- **Brano di riferimento**
---

Oggi utilizzano internet 4 miliardi di persone e circa 250 milioni di nuovi utenti si aggiungono ogni anno. Da internet, ormai, passano i dati delle pubbliche amministrazioni, degli istituti bancari e finanziari di tutto il mondo; la posta fra privati e quella fra istituzioni; buona parte del commercio internazionale; il traffico aereo e la difesa militare. E informazioni. A tonnellate. O, meglio, a terabyte.

Il web non dimentica, si dice talvolta. Un contenuto, se non rimosso, è consultabile per sempre. Ma il web è anche in continuo cambiamento: la velocità con cui si aggiorna è da capogiro. Nessuna edizione straordinaria di telegiornale può uguagliare la tempestività delle migliaia di notizie e di video che ogni secondo si riversano nella rete. Nessuna enciclopedia tradizionale, nemmeno la più puntigliosa e curata, può competere con i gigabyte che ogni giorno “nutrono” Wikipedia.

---

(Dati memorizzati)
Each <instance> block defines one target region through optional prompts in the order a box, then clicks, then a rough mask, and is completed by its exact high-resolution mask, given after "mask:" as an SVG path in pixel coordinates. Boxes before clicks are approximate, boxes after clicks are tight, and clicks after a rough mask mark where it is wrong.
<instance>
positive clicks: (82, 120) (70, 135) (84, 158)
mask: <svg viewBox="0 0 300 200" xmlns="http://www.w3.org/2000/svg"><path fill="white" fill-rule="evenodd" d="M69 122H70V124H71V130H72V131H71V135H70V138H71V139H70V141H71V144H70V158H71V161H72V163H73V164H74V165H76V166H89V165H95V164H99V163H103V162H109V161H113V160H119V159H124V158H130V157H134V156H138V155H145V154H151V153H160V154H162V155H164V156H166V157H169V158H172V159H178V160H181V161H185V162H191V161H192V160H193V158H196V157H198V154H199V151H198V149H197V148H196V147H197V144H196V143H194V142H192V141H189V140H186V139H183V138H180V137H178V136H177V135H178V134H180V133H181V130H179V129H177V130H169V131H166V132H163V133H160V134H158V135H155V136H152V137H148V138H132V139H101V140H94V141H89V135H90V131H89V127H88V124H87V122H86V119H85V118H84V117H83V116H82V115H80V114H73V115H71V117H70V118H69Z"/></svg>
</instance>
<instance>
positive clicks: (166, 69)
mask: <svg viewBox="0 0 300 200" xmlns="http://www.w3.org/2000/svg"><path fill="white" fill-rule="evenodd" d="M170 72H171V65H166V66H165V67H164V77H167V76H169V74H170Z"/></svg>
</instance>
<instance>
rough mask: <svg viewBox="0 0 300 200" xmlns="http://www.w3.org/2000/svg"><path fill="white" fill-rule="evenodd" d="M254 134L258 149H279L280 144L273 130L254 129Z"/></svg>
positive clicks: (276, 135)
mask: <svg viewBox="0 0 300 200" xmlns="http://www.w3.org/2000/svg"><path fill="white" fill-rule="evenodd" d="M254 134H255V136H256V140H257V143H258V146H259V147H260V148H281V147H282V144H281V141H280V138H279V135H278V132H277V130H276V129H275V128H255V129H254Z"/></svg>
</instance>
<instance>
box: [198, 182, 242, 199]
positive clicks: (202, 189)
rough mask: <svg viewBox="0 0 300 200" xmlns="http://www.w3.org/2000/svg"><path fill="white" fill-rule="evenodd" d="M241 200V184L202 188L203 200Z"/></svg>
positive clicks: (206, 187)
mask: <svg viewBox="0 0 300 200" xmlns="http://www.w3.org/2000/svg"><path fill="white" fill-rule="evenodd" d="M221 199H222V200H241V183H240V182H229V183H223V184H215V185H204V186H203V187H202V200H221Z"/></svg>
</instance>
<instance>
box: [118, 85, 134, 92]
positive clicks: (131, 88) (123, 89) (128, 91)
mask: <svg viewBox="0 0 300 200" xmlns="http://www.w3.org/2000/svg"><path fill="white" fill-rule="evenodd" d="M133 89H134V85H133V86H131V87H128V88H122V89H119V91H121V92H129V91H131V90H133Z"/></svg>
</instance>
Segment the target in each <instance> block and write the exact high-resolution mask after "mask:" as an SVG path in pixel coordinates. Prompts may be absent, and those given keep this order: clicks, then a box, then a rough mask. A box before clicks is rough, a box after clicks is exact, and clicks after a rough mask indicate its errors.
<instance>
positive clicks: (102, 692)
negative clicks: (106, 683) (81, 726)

---

- **Consegna**
Secondo il brano di riferimento, quanti nuovi utenti si aggiungono a internet ogni anno? Le righe riportate sopra non hanno alcun ruolo in questo esercizio.

- **Soluzione**
Circa 250 milioni.